Extrait de page -
········

En effet, il convient de noter qu’à travers l’adoption de ce décret, qui est l’aboutissement d’un long processus de réflexions au sein du ministère en charge de l’aménagement du territoire et du développement communautaire, le gouvernement ne vise qu’un seul objectif, presque ouvertement assumé : se donner les moyens légaux d’avoir un droit de regard sur le secteur très florissant des ONG et associations de développement qui sont devenues, ces dernières années, des acteurs importants de la vie sociale et économique du pays ; et c’est bien dans cet esprit que les articles 4 et 5 de ce décret, qui abroge de fait celui de septembre 1992 (décret 92-292/PM/MF/P portant modalités d’application de l’article 20.1), ont explicitement instauré un régime d’autorisation ; alors que dans tous les pays démocratiques, l’exercice de la liberté d’association n’est assujetti à aucune autorisation préalable des pouvoirs publics.
Selon l’article 4 de ce décret, « l’exercice des activités des ONG/AD est soumis à une autorisation ou un agrément préalable du ministre chargé de l’intérieur » ; et l’article 5 précise que, même si la « la demande d’autorisation d’exercice ou d’agrément donne droit à un récépissé provisoire » valable pour trois (3) mois, celui-ci « ne vaut ni agrément ni autorisation d’exercice ». Les dispositions de ces deux articles constituent un recul grave en matière d’exercice de la liberté d’association consacrée par la Constitution de la République du Niger et divers instruments juridiques internationaux régulièrement ratifiés ; car, il importe de souligner que même l’ordonnance N°84-06 du 1er mars 1984 portant régime des associations et ses modifications ultérieures ne prévoient pas une demande d’autorisation d’exercice pour aucune des catégories d’associations prévues.
Aussi, importe-t-il de relever que la particularité de ce décret, adopté par le gouvernement le 24 février dernier, sans aucune forme de consultation des acteurs de la société civile, réside d’abord dans la remise en cause explicite du régime déclaratif prévu par le texte principal dont il tire son fondement ; et cela apparait de façon très nette à travers les intitulés même de son titre 2 (« de la procédure d’autorisation d’exercice d’une ONG/AD nigérienne ») et de son titre 3 (« de la procédure d’agrément d’une ONG/D étrangère »). Certes, ces intitulés sont identiques à ceux du décret 92-292/PM/MF/P du 25 septembre 1992 portant modalités d’application de l’article 20.1 de l’ordonnance N°84-06 du 1er mars 1984 portant régime des associations ; mais, les conditions d’autorisation des ONG/AD nigériennes et d’agrément des ONG étrangères sont devenues plus draconiennes que celles prévues par le décret de 1992.

········

Données disponibles -
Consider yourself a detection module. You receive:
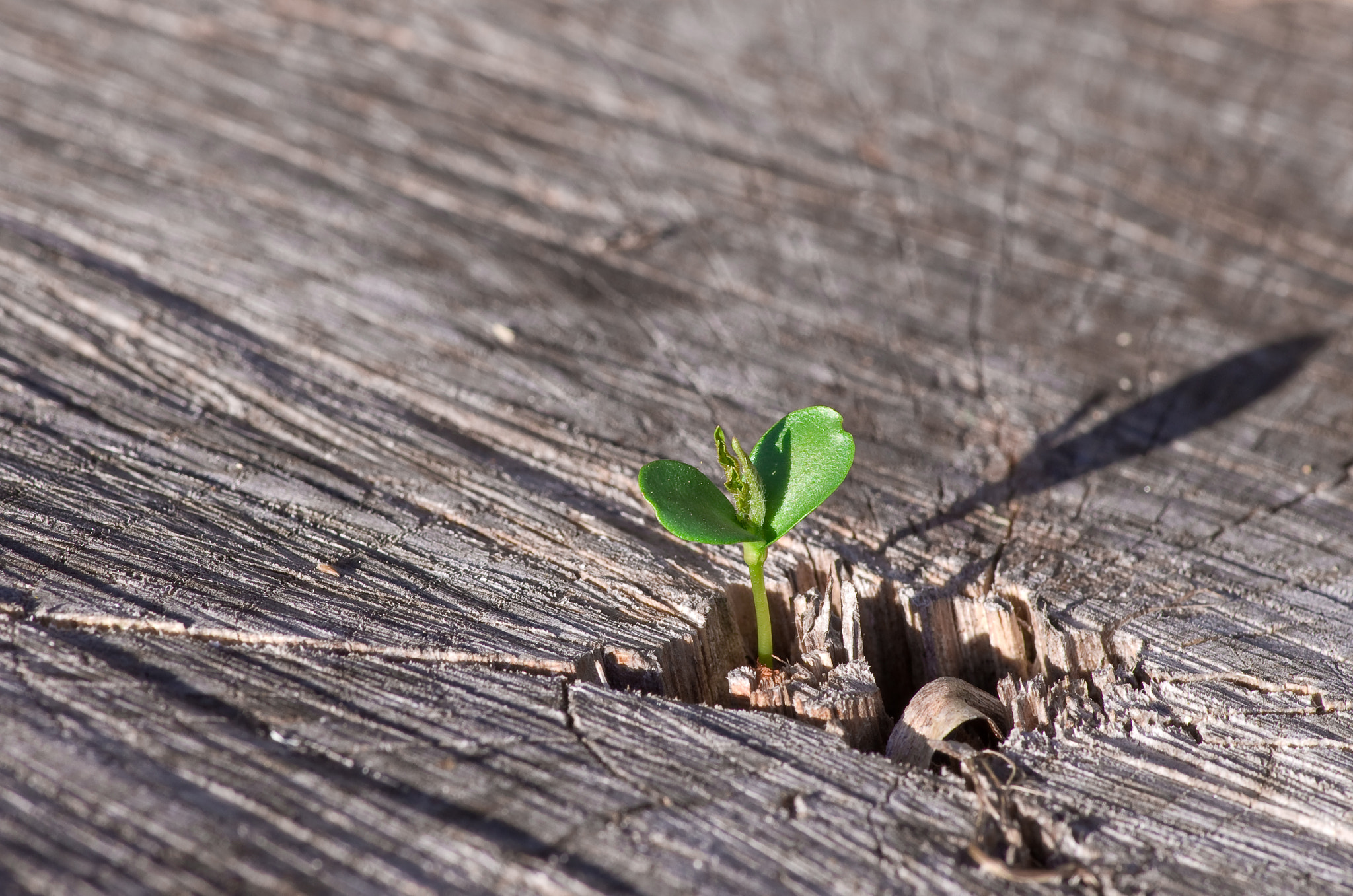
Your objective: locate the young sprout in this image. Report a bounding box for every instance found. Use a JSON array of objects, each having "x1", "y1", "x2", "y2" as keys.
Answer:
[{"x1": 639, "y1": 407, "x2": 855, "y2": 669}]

········

Consigne - D'après l'extrait de page, quel ministre doit accorder l'autorisation ou l'agrément préalable exigé par l'article 4 du décret pour l'exercice des activités des ONG/AD ? Le matériel ci-dessus est indépendant de l'extrait de page.

Réponse attendue - Le ministre chargé de l'intérieur.